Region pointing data
----

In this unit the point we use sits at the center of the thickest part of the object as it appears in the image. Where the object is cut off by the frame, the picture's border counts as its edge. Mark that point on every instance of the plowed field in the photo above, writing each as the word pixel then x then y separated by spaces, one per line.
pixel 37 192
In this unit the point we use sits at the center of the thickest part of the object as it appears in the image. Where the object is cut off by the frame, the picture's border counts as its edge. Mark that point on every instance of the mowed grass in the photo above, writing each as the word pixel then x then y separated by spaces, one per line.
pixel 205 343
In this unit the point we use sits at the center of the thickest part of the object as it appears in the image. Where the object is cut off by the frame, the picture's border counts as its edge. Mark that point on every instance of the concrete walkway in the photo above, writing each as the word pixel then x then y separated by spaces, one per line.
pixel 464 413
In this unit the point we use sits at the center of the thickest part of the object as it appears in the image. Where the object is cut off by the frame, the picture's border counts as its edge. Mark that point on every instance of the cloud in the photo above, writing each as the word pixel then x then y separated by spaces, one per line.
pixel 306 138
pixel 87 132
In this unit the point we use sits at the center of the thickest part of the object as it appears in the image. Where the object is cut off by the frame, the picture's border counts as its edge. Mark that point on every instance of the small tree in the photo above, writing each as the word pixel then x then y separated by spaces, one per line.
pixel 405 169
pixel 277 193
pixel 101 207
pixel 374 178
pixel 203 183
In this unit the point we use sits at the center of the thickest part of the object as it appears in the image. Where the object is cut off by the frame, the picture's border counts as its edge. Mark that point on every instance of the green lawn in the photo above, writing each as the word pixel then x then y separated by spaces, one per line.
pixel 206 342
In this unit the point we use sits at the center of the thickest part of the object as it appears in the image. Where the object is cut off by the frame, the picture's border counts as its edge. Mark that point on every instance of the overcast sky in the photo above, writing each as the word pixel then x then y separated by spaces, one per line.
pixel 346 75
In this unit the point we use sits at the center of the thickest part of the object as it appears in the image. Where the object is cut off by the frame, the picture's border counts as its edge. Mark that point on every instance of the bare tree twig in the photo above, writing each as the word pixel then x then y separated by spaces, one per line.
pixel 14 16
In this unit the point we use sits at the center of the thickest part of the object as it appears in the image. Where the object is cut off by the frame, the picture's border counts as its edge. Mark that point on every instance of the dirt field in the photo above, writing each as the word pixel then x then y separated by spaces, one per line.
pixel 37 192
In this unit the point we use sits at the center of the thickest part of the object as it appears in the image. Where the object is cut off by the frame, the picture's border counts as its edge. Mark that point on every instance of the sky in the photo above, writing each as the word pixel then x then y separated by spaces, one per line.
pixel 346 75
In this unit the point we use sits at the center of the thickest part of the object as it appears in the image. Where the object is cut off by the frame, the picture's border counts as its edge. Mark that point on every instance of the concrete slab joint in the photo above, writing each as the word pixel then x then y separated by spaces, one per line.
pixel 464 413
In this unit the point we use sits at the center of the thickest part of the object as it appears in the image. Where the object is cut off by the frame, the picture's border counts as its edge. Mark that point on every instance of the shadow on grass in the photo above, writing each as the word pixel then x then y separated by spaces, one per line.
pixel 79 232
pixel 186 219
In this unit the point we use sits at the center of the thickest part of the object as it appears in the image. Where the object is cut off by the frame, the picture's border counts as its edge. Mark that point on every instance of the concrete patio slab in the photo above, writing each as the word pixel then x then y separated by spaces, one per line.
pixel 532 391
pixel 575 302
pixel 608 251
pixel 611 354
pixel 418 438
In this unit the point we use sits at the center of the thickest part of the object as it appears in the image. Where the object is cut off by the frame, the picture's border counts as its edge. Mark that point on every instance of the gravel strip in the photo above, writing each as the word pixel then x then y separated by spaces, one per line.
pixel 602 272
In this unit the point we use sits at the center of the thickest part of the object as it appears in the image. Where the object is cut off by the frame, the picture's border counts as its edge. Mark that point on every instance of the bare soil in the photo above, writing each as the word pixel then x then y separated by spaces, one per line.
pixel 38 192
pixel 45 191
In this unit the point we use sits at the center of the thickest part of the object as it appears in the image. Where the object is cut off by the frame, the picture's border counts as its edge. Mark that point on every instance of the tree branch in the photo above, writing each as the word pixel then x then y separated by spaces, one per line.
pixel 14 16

----

_Exercise_: Reproduce the data in full, exactly.

_Solved problem_:
In this unit the point we use sits at the center of the thickest part of the object as it appears in the image. Where the object is cut off by the frame, the picture's border counts as its edge. Mark that point on every instance of the plowed field in the photo above, writing each as the word pixel then x then y separated by spaces, one per line.
pixel 37 192
In this unit the point we use sits at the center of the thickest part of the object as it appears in the image. Where the object is cut off by the frame, the picture's border counts as its edge. Mark that point on every instance of the mowed grass in the photo above, writing each as the word pixel then x then y separated by spaces, one per line.
pixel 205 343
In this unit the point we use sits at the center of the thickest part of the object as it appears in the image. Where the object is cut off by the frame, the picture's border counts as its edge. Mark that point on every instance of the concrete walkway in the photo above, writing each as the word pixel then x then y separated by spaces, one per line.
pixel 464 413
In this unit the point we use sits at the center of the thickest part of the object as it appears in the image. Where the object is cut off by the frame, the picture's border counts as its edge. Mark that point on every instance of the cloud in the photo above, writing each as the word pixel then x then y separated by spaces, one per line.
pixel 306 138
pixel 87 132
In this unit the point we use sits at the center of the thickest part of the object as it appears in the image. Where the object is cut off by the frame, the picture's border counts as its edge. Mark that point on every instance of the small tree in the photo above, writing each as the word pixel then x then y separated by spaces, one per line.
pixel 405 169
pixel 277 193
pixel 101 207
pixel 374 178
pixel 203 183
In this unit the point we use sits at the center of the thickest part of the object as it appears in the image. Where the object is cut off by the frame, the picture's border counts as its edge. Mark that point on every instance of the green lawn in the photo above, writing each as the word pixel then x then y separated by spaces, one per line.
pixel 206 342
In this unit the point we use sits at the center of the thickest part of the object as it appears in the image. Where the object is cut off by the frame, the picture's border counts as its edge. Mark that point on every instance of the overcast sky in the photo above, writing each as the word pixel then x then y separated by spaces, one per line.
pixel 346 75
In this unit the point we use sits at the center of the thickest part of the object as it appears in the image. Where the object is cut off by the frame, the picture's border counts as its edge. Mark that point on every instance of the bare tree twig in the photo above, writing each as the word pixel then x then y separated by spaces, one per line.
pixel 14 16
In this unit the point we use sits at the center of the thickest part of the object as it appears in the image. Where the object is cut off by the frame, the picture's border counts as its edge. Mark that point on every instance of the dirt field in the photo above, writing each as the word pixel then x then y separated by spaces, one per line.
pixel 37 192
In this unit the point we use sits at the center of the thickest part of the object as it appears in the image. Where the object is cut off by the frame, the picture's border counts as its edge. Mark that point on every instance of the sky in the photo above, writing each as the word pixel then x then y separated by spaces, one per line.
pixel 346 75
In this unit the point we use sits at the center of the thickest part of the object as it appears in the image. Where the object is cut off by the frame, the picture's border counts as its edge. Mark that point on every instance of the concrete slab joint in the photo above, writing each as the word pixel then x then y separated by spaces, one per line.
pixel 464 413
In this unit the point we use sits at the center of the thickest part of the object as it appears in the image. Where the object is cut off by the frame, the picture's border counts as its edge. Mark that point on every instance of the shadow on grass in the photo above, writing each as the word pixel then x then y separated by spaces, one per line.
pixel 79 232
pixel 186 219
In this unit the point we use sits at the center of the thickest part of the object as it appears in the image. Where the object is cut off by the frame, the picture's border counts as its edge. Mark that point on every instance of the concrete patio slab in the photo above, writing each as the word pixel then x then y separated by spaces, one per line.
pixel 532 391
pixel 575 302
pixel 608 251
pixel 611 354
pixel 418 438
In this unit the point we use sits at the center of the thickest part of the object as it appears in the image. Where the object is cut off by the frame, the picture's border counts as its edge. Mark that point on every instance of the gravel strip in the photo above, writing each as the word pixel then x then y separated by spaces, one per line.
pixel 602 272
In this unit the point we use sits at the center of the thickest part of the object as it appears in the image. Where the object is cut off by the frame, the picture's border counts as its edge. Mark that point on every instance of the bare soil in the photo above, writing each as the word pixel then x then y separated by spaces, one per line.
pixel 38 192
pixel 45 191
In this unit the point we use sits at the center of the thickest part of the object as it appears in the image. Where the object is cut off by the frame, the picture's border counts as its edge. Mark that point on every instance of the tree branch in the photo above, writing each as the word pixel then x then y separated by spaces, one per line.
pixel 14 16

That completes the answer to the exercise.